Passage shown:
START

SAT scores hold steady

SAT scores haven’t changed for two years in a row now. The class of ’08 averaged 502 in reading, 494 in writing and 515 in math.

The longer, three-part SAT seems to be driving some test-takers away; more students are taking the rival ACT, which saw a slight decline in scores this year from 21.2 in 2007 to 21.1.

On the SAT, boys outperform girls in math (533 vs. 500) and reading (504 vs. 500), but do worse in writing (488 vs. 501). Girls are more likely to take the SAT than boys.

Racial/ethnic gaps are quite large:

Black students on average scored 430 in critical reading and 426 in math; the averages for Latino students were 455 and 461; and those for white students were 528 and 537. Asian-American students, on average, scored 513 in reading and 581 in math.

Walter Williams asks: Is college worth it? About 55 percent of students who start college eventually earn a degree; that drops to 24 percent for those who were in the bottom 40 percent of their high school class.

END

Data block:

START

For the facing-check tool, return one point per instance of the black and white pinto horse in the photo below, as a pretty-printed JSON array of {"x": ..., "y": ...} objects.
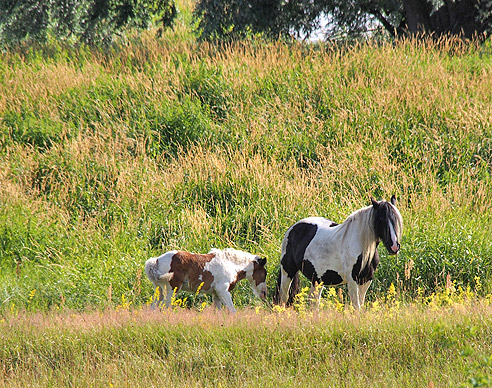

END

Directions:
1: From the SAT scores passage, copy word for word the part that begins with the words containing "Racial/ethnic gaps are" and ends with "581 in math.".
2: Answer these questions using the SAT scores passage:
(a) What was the average ACT score in 2007?
(b) What was the average math score for Asian-American students?
(c) What share of students from the bottom 40 percent of their high school class eventually earn a college degree?

Task-by-task answers:
1:
Racial/ethnic gaps are quite large:

Black students on average scored 430 in critical reading and 426 in math; the averages for Latino students were 455 and 461; and those for white students were 528 and 537. Asian-American students, on average, scored 513 in reading and 581 in math.

2:
(a) 21.2
(b) 581
(c) 24 percent